• RECORDS SHOWN:
________________________________________
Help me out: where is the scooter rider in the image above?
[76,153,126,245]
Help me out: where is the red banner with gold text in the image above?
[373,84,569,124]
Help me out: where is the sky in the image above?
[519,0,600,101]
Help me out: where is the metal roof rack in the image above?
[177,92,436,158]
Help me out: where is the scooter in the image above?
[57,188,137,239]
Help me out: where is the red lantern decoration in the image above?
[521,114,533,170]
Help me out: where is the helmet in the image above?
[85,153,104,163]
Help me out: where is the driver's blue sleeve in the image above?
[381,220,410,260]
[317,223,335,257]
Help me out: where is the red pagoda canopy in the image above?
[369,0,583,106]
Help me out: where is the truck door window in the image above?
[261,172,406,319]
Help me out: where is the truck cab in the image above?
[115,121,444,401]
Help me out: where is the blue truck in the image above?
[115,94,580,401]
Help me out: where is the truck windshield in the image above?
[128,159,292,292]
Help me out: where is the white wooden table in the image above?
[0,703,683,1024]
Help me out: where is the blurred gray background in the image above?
________________________________________
Give every line of the entries above as a JSON list of strings, one string per line, with blank lines left out.

• RESPONSE TO THIS TASK:
[
  "Help me out: where is the scooter rider in the image above?",
  "[76,153,126,245]",
  "Help me out: where is the red banner with gold text in the image above?",
  "[373,84,569,124]",
  "Help me out: where is the sky in the image above?",
  "[519,0,600,101]",
  "Help me out: where is the metal roof rack in the image above?",
  "[177,92,436,158]",
  "Help me out: where is the scooter in the image above?",
  "[57,188,137,239]",
  "Help me out: where is the red lantern decoration in the image above?",
  "[521,114,533,170]",
  "Help me out: where is the helmet in the image above?",
  "[85,153,104,163]",
  "Help me out: where is the driver's blue sleeve in the image above?",
  "[381,220,410,260]",
  "[317,223,335,257]",
  "Help me out: where is the red pagoda canopy in the image above?",
  "[369,0,583,106]",
  "Help me out: where is the truck door window in the image above?",
  "[261,172,406,319]",
  "Help me out: where is the truck cab in the image above?",
  "[115,121,444,401]",
  "Help me out: where is the blue truck in the image above?",
  "[115,94,580,401]",
  "Help me out: where is the truck windshield in the image above?",
  "[128,159,292,292]",
  "Help me out: where is the white wooden table in the image above?",
  "[0,703,683,1024]",
  "Help me out: where is the blurred gray background in the image above?"
]